start Records shown
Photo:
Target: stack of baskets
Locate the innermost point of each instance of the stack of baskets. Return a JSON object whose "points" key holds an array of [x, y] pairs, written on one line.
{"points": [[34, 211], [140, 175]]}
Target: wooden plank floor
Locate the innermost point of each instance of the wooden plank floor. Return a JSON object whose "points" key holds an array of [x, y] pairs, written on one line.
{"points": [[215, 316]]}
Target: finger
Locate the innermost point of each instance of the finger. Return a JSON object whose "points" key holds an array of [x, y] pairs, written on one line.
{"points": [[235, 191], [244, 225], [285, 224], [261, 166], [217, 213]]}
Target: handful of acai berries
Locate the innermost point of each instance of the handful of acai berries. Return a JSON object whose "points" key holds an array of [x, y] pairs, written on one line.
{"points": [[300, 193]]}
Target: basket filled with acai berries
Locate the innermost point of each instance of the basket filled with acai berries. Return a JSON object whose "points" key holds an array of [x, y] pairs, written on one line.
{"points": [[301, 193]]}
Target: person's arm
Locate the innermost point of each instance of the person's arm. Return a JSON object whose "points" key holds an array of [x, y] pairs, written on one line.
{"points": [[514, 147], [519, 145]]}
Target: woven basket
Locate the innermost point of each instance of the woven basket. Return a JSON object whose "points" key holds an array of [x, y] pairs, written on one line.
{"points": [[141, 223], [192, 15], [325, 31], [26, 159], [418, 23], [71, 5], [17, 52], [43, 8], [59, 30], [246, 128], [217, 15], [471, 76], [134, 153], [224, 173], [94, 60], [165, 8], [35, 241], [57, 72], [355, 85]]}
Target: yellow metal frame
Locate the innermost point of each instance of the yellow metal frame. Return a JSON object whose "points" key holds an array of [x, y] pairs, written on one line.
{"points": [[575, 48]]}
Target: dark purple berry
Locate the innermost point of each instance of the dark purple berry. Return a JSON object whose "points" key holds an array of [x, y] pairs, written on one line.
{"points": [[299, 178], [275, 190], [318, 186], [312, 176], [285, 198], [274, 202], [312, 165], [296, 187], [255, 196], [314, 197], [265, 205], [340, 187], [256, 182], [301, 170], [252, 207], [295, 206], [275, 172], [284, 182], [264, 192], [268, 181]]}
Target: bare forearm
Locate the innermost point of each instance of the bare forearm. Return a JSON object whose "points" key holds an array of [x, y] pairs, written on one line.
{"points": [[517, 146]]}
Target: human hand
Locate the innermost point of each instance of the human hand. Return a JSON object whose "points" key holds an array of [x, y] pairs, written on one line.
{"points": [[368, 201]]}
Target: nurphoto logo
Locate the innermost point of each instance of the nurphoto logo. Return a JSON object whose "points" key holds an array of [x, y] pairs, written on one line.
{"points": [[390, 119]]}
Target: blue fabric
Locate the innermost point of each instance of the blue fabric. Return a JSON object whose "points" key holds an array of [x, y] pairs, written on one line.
end Records shown
■ **Stated goal**
From the "Target: yellow metal frame" line to the close of the listing, restate each line word for word.

■ **Task answer**
Target: yellow metal frame
Locate the innermost point of each instance of the yellow metal frame. Return a JSON object whose "points" key holds an array of [x, y] pairs, written on one line.
{"points": [[575, 48]]}
Target: dark purple berry
Locate the innermost point of each instance of the dark purple berry. Return a JSON object whose "points" key holds an array of [x, y] pairs, written on one line.
{"points": [[299, 178], [275, 190], [318, 186], [312, 176], [285, 198], [274, 202], [312, 165], [296, 187], [255, 196], [314, 197], [265, 205], [340, 187], [256, 182], [301, 170], [252, 207], [295, 206], [275, 172], [284, 182], [264, 192], [268, 181]]}
Target: bare forearm
Locate the innermost point of each instance of the bare forearm. Return a JSON object whose "points" key holds an array of [x, y] pairs, written on one line.
{"points": [[517, 146]]}
Target: human hand
Locate the innermost point of each instance of the human hand. Return a JSON object whose "points" key holds an array of [x, y] pairs, written on one line.
{"points": [[368, 201]]}
Target: nurphoto logo
Locate the innermost point of each instance of the nurphoto logo. Return a JSON object whose "points" key holds an array of [x, y] pairs, written on one line.
{"points": [[390, 119]]}
Target: blue fabric
Locate the innermost point of each instance of the blue fabric. Return a JSON object whose "points" key holds an array of [x, y] pairs, written on one line.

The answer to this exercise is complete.